__WRITTEN INSTRUCTION__
Copy the records from the start through the line containing "an outline is", substituting "straight sides" for "straight edges" and keeping everything else the same.

Records from a data source:
· · · · ·
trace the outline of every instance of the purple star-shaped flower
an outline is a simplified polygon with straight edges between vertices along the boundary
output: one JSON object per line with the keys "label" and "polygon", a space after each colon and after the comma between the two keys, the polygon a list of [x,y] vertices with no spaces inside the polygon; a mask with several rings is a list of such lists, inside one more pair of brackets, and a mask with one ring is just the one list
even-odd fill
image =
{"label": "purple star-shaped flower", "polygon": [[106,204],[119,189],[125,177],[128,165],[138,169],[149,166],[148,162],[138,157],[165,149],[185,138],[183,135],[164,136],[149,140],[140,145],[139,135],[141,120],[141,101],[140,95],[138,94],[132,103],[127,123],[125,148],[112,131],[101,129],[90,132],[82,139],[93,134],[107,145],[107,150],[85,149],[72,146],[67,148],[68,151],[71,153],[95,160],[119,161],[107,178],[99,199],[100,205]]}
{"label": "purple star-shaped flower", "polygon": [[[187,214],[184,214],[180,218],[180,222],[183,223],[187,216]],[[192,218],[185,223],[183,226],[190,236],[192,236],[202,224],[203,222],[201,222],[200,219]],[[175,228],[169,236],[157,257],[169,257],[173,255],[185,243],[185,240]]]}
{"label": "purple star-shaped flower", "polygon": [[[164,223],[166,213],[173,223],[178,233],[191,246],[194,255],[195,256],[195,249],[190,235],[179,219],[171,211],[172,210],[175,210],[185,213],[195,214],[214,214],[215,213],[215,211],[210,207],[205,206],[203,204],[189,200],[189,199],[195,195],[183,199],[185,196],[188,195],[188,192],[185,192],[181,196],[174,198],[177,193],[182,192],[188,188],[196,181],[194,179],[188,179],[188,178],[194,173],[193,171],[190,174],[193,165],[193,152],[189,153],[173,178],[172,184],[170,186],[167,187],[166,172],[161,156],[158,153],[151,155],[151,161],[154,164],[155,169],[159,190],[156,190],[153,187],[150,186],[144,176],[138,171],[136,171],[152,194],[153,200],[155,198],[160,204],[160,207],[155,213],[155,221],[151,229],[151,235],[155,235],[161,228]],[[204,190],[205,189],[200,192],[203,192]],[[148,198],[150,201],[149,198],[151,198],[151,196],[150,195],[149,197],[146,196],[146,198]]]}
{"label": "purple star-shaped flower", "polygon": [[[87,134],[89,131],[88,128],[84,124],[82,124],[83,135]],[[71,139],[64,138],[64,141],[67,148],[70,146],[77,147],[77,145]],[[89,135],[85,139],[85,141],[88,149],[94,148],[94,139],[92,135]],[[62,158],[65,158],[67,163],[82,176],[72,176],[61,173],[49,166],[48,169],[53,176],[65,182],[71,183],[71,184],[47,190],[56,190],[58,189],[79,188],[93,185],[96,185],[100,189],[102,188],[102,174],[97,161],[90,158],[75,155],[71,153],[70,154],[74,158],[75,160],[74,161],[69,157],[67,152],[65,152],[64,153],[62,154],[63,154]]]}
· · · · ·
__RESPONSE__
trace the outline of every instance of the purple star-shaped flower
an outline is a simplified polygon with straight sides between vertices along the boundary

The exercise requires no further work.